> [Consigne]: Recopie les lignes en partant du début des items et en t'arrêtant après celle qui contient « positive clicks: (425, 198) ». Remplace partout « rough mask » par « approximate mask » et laisse tout le reste intact.
____
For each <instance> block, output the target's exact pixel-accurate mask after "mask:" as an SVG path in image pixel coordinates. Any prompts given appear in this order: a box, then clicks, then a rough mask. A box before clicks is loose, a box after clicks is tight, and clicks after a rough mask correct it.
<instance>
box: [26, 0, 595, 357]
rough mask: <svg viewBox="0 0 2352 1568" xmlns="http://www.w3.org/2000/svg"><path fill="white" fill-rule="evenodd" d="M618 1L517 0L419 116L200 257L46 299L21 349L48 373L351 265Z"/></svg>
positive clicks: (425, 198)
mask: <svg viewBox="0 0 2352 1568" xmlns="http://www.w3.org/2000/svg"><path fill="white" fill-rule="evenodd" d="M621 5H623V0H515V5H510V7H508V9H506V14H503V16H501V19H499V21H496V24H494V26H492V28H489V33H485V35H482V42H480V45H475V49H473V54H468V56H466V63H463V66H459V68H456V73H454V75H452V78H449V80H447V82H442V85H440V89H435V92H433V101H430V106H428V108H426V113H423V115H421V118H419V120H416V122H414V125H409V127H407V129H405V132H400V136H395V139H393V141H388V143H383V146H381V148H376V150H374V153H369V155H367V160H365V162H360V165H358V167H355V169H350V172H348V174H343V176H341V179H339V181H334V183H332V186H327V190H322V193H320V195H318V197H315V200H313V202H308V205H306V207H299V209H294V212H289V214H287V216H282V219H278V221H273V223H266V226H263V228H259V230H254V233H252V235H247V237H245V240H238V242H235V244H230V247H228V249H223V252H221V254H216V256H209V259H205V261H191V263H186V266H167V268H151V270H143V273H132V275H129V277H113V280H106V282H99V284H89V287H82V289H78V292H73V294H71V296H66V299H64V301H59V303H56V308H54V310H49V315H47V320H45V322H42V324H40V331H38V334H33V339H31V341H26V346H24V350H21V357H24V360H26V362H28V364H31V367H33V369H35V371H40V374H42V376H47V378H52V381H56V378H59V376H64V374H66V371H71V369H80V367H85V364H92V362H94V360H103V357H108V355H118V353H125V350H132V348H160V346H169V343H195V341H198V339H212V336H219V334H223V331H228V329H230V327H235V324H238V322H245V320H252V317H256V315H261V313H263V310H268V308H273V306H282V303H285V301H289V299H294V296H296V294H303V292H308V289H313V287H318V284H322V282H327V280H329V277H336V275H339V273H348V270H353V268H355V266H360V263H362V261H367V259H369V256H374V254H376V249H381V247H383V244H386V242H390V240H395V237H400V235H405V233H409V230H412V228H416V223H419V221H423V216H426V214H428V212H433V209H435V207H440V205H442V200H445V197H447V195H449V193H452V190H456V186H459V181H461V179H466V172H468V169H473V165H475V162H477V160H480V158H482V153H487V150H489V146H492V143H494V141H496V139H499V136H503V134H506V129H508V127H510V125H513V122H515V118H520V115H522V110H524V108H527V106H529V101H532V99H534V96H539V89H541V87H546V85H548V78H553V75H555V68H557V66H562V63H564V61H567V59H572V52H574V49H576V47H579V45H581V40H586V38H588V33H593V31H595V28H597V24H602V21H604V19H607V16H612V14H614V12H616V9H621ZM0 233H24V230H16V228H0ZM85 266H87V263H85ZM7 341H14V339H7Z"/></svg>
____
> [Problème résolu]:
For each <instance> block, output the target's exact pixel-accurate mask after "mask:" as an SVG path in image pixel coordinates. Any prompts given appear in this order: a box, then clicks, then a approximate mask. A box before clicks is loose, a box after clicks is tight, and clicks after a approximate mask correct it.
<instance>
box: [26, 0, 595, 357]
approximate mask: <svg viewBox="0 0 2352 1568" xmlns="http://www.w3.org/2000/svg"><path fill="white" fill-rule="evenodd" d="M618 1L517 0L419 116L200 257L46 299L21 349L48 373L351 265Z"/></svg>
positive clicks: (425, 198)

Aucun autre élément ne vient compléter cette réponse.